======== Extrait
J’avais posé à David Copperfield, lors de sa venue à Paris en 1995, la question suivante : « comment voyez-vous l’évolution de la magie à Vegas ? Des stars genre Siegfried & Roy, Lance Burton et vous ou des superproductions dans lesquels le magicien serait une sorte de Kio, c’est à dire un type qui fait et Hop ! Et dont le spectacle se déroulerait aussi bien s’il n’était pas là ? » Notez que comme à mon habitude j’exagère un peu, mais d’un autre côté, il semble qu’on aille plus vite à apprendre la magie à un danseur un peu doué pour la chose que la danse à un excellent magicien. Même Siegfried & Roy ou Burton ne dansent pas, ils se promènent dans de beaux habits et s’occupent seulement de la magie.
================
======== Entrées brutes
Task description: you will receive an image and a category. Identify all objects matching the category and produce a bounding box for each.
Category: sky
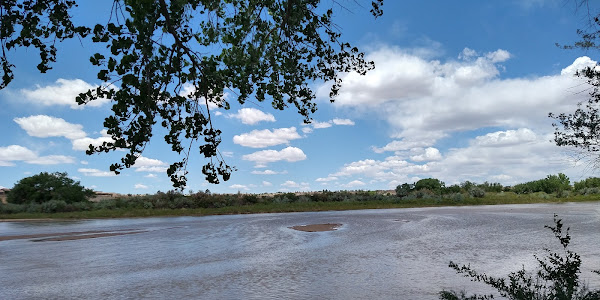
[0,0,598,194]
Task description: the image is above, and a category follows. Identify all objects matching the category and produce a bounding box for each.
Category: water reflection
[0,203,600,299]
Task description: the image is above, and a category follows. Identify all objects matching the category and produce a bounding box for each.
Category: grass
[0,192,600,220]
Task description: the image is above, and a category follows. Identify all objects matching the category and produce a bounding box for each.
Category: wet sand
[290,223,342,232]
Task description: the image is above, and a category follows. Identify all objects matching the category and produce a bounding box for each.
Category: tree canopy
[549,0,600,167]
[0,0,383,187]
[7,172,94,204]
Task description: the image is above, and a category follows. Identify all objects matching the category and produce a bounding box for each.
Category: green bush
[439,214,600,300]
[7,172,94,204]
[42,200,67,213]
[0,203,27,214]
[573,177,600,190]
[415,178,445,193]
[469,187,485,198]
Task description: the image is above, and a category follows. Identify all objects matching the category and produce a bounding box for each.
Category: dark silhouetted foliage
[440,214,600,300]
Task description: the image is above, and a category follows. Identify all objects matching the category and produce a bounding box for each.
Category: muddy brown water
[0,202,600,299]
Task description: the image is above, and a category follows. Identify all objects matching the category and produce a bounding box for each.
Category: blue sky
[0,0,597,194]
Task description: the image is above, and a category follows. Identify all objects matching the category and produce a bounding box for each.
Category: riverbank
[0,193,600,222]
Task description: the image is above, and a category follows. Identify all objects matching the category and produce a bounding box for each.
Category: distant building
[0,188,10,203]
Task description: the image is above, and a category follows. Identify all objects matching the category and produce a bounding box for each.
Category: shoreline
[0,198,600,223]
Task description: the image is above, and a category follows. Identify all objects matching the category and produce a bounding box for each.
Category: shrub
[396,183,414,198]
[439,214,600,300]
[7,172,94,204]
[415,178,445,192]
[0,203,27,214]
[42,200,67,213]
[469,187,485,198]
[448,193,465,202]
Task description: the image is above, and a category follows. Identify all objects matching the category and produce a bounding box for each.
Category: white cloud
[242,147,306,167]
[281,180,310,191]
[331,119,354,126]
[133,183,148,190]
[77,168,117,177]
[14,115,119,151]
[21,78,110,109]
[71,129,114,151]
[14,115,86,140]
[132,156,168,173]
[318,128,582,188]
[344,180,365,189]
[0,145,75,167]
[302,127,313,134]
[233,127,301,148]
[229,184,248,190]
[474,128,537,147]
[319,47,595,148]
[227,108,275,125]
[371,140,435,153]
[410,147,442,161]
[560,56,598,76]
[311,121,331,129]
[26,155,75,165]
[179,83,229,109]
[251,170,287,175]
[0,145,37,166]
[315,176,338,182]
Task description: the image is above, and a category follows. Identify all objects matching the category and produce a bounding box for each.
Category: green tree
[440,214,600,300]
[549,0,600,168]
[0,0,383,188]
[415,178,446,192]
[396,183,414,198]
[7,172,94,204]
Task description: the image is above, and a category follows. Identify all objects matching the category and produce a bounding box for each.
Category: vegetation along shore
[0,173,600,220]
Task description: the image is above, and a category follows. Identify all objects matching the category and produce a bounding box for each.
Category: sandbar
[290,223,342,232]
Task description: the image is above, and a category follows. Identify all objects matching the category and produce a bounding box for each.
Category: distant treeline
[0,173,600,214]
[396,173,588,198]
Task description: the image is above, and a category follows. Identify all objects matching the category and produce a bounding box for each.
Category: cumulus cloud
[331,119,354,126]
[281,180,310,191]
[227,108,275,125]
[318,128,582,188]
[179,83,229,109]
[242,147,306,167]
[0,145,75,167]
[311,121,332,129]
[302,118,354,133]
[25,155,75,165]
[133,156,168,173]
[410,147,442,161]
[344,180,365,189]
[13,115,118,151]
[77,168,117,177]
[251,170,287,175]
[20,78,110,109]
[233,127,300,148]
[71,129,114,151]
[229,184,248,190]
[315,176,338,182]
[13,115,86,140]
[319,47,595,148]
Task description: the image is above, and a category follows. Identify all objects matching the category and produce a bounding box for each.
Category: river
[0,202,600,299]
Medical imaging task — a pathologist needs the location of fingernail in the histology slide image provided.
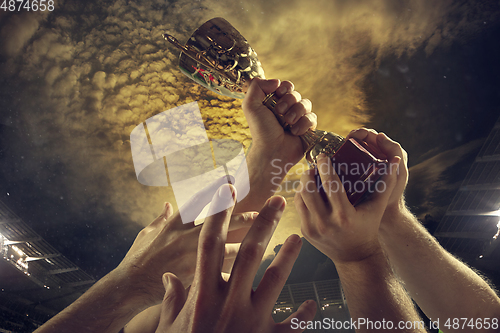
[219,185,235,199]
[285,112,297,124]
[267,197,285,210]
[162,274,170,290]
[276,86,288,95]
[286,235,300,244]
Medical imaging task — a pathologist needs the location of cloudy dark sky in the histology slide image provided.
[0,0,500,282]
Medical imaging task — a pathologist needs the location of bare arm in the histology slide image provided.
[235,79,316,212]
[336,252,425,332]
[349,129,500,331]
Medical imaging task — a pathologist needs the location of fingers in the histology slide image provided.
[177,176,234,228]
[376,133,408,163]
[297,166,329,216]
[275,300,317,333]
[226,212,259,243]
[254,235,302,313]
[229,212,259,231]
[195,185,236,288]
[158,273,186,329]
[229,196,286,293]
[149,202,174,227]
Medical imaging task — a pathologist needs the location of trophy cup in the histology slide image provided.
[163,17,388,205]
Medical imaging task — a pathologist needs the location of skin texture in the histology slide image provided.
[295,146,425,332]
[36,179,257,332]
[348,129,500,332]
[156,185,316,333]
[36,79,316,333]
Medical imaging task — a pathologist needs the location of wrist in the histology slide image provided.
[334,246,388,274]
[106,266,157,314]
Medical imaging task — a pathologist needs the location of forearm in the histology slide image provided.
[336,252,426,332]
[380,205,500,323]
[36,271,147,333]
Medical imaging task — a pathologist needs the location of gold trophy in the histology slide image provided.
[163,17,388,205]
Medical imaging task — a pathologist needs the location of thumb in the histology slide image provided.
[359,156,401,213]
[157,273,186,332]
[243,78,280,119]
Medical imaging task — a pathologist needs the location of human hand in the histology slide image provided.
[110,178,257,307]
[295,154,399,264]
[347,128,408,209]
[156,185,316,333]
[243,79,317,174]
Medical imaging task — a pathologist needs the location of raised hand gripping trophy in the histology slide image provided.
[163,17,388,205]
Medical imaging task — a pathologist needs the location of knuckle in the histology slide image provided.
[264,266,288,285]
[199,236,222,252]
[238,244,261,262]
================
======== Entrées brutes
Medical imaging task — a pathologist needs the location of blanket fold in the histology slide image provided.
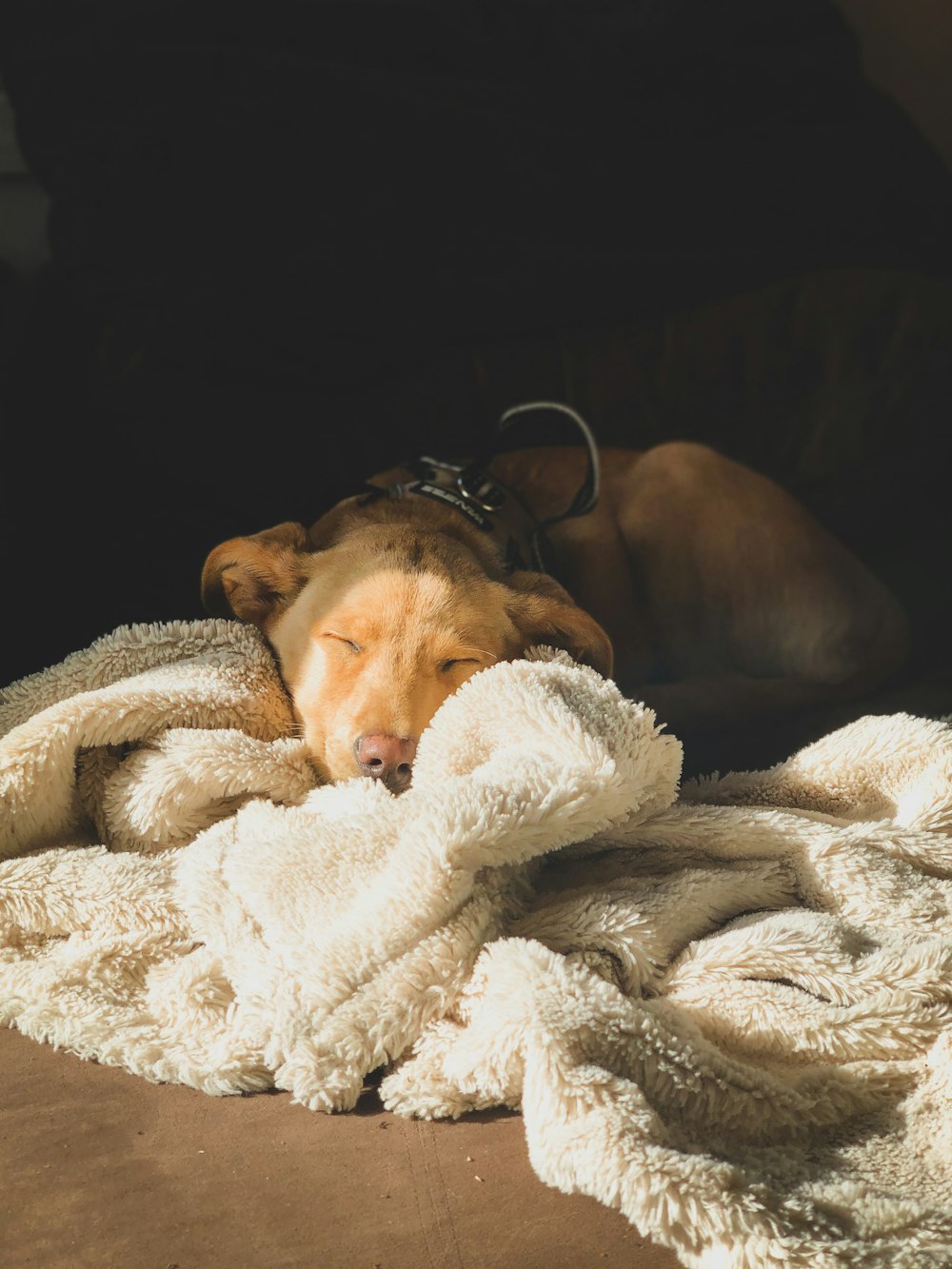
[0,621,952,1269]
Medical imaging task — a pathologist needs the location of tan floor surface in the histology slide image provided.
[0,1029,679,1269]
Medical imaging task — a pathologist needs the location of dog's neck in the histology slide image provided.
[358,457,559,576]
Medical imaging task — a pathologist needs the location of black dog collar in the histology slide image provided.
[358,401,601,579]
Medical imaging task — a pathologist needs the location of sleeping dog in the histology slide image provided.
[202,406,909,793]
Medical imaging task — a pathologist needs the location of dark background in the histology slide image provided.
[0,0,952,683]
================
### [Consigne]
Poursuivez l'extrait sur l'avenir de la magie à Vegas à partir de sa dernière phrase.

### [Réponse]
EFX
Dérangeant s’il en est, le spectacle EFX a son importance car c’est un spectacle charnière. Adoré par les uns, détesté par les autres, il était la preuve flagrante qu’en prenant un showman doué genre Michael Crawford (Barnum) on pouvait lui faire jouer le rôle de Houdini avec Torture Cell, Flyings, etc. Non seulement sans qu’il ait l’air ridicule, mais en plus avec un public se disant : « Damned ! Comment a-t-il fait ça ? »
EFX a eu trois versions différentes : une avec Crawford, parfaite, une avec David « Oublionsonnom », Nul en chant, nul en danse et frisant le ratage dans les illusions, et la dernière avec Tommy Tune. Disons-le tout de suite, si Tune n’égale pas Crawford, il est nettement plus fort que lui en danse, en claquettes et avec ses deux mètres, il fait un meneur de revue plus que convenable car en plus il chante juste !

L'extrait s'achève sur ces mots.